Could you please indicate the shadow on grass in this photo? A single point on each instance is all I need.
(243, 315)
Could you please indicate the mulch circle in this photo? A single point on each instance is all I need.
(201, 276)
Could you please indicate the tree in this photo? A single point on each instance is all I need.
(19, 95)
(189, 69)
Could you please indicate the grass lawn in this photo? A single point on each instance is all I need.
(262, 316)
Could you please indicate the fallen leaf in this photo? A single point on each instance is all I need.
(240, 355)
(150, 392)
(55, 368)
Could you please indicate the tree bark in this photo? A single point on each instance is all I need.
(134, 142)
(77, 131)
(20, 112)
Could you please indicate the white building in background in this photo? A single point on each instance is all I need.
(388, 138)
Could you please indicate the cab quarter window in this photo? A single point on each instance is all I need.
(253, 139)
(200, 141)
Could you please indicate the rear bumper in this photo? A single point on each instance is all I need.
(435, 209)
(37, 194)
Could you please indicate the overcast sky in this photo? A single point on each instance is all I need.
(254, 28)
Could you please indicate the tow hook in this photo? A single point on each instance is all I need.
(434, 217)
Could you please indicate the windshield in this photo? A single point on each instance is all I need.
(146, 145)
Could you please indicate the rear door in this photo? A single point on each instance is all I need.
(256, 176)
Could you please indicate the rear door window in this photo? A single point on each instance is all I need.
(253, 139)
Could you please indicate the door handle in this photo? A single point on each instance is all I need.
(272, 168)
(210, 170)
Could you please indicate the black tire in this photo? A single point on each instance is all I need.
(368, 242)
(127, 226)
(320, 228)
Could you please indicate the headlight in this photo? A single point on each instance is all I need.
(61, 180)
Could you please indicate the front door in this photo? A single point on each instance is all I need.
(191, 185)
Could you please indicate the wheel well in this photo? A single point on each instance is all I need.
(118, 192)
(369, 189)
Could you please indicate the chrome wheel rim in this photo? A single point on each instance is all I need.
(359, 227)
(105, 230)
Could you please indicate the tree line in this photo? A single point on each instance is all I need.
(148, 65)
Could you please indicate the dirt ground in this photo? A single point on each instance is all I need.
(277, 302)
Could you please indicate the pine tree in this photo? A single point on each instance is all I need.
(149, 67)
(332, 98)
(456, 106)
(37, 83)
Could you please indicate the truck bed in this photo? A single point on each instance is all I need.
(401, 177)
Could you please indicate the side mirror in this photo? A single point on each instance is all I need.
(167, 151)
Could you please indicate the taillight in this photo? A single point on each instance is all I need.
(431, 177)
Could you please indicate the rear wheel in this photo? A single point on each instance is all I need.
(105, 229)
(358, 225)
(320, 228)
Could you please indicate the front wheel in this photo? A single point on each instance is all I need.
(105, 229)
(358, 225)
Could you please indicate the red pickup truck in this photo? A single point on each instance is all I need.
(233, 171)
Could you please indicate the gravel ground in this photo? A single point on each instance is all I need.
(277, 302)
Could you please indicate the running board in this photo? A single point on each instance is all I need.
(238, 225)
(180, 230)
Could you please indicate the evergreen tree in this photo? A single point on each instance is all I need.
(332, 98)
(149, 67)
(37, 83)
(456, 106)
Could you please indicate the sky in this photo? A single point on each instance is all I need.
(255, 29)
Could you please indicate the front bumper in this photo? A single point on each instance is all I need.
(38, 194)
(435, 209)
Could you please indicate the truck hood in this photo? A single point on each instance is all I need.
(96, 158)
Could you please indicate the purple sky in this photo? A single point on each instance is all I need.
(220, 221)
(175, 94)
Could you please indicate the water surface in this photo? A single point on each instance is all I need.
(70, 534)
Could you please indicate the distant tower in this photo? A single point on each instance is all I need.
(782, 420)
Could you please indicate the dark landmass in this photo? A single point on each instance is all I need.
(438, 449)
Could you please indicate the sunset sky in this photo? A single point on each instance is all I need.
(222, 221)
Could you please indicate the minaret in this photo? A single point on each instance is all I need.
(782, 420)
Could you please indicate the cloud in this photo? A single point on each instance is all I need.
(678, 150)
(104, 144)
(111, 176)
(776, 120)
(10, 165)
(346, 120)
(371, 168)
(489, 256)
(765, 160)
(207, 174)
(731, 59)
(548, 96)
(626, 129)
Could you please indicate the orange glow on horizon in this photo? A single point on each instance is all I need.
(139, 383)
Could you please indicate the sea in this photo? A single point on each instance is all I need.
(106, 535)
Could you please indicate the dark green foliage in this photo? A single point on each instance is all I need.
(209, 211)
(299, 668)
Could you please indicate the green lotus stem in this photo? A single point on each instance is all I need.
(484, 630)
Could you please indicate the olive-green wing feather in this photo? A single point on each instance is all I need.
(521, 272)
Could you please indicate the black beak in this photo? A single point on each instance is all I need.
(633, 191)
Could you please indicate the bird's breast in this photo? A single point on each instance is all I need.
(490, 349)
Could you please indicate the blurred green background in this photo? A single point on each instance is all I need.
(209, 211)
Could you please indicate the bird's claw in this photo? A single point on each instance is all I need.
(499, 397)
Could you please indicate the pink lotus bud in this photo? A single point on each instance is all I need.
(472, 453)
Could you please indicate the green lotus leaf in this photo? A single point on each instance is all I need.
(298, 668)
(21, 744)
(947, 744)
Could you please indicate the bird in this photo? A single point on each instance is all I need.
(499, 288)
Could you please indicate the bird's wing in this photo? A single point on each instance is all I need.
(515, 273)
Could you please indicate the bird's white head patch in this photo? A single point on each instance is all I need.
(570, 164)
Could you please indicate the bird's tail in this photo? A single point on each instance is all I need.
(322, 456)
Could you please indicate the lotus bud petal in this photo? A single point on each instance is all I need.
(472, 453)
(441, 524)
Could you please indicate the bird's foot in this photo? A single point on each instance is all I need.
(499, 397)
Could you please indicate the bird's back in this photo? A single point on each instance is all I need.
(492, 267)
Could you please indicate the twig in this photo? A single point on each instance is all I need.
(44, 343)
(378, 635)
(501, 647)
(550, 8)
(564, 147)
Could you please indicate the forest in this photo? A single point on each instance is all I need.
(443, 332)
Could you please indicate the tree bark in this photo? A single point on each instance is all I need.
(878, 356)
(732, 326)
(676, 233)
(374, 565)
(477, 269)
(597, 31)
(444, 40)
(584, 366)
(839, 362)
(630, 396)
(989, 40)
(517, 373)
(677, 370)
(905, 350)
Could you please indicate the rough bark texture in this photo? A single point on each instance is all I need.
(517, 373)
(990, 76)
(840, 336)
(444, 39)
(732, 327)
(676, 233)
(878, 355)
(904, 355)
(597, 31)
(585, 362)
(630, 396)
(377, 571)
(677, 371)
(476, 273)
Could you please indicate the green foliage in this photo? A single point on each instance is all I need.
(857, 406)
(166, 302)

■ ■ ■

REQUIREMENTS - Begin with the line that contains "Could you please indicate the bird's back" and set down each line exactly until the records above end, including the final line.

TASK OUTPUT -
Could you please indicate the bird's back in this photo? A single point on each instance is all I need.
(492, 267)
Could you please indicate the twig in this photo? A single point on each instance is all I need.
(44, 343)
(378, 635)
(501, 647)
(550, 8)
(564, 147)
Could you please indicate the forest in this photo? A single point on each instance is all I need.
(443, 332)
Could you please indicate the tree bark in this photo? A single point on each instance is all I need.
(878, 356)
(732, 326)
(676, 233)
(374, 565)
(477, 269)
(597, 31)
(444, 40)
(584, 366)
(839, 362)
(630, 396)
(989, 40)
(517, 373)
(677, 370)
(905, 350)
Could you please indicate the rough bark texture in this photo? A single point on each instance is all I need.
(517, 373)
(990, 76)
(840, 336)
(444, 39)
(732, 327)
(676, 233)
(878, 355)
(904, 355)
(597, 31)
(585, 362)
(630, 396)
(377, 571)
(677, 371)
(476, 273)
Could you please indicate the green foliage in this photo? A single point on each instance is all I need.
(857, 406)
(166, 302)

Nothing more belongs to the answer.